Records supplied —
########################################

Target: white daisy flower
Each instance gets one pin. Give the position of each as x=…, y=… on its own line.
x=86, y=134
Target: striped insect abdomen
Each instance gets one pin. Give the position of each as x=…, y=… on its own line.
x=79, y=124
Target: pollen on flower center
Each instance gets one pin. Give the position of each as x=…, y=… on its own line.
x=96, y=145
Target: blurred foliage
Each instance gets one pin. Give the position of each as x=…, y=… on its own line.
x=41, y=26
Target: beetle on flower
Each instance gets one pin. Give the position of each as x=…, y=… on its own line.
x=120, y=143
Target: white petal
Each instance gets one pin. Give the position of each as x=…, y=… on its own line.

########################################

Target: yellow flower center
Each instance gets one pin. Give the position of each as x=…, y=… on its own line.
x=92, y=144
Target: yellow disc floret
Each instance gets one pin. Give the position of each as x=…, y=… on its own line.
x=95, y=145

########################################

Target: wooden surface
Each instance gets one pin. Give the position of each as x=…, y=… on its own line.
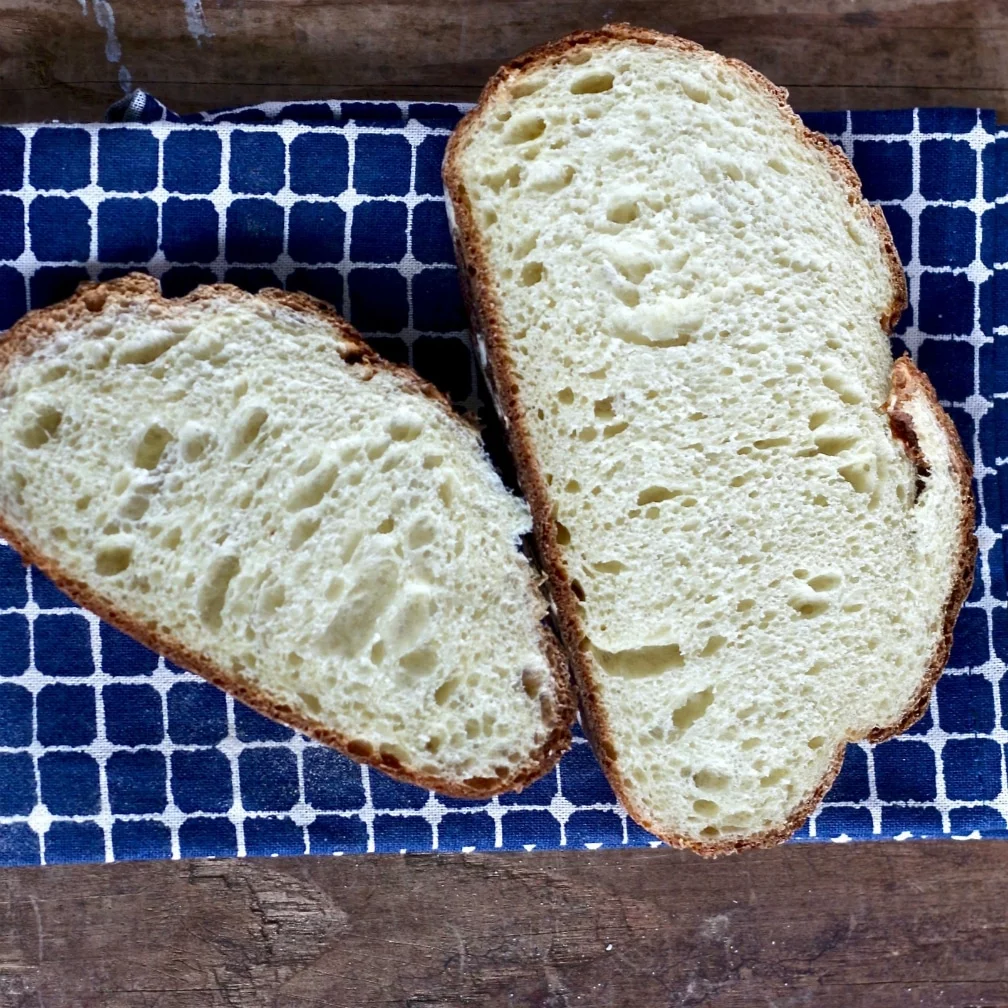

########################################

What the task asks — If a line in the records holds the string "Target", copy it.

Output —
Target: white daisy flower
Target: striped insect abdomen
Target: pollen on flower center
Target: blurred foliage
Target: beetle on flower
Target: white petal
Target: yellow flower center
Target: yellow disc floret
Target: wooden surface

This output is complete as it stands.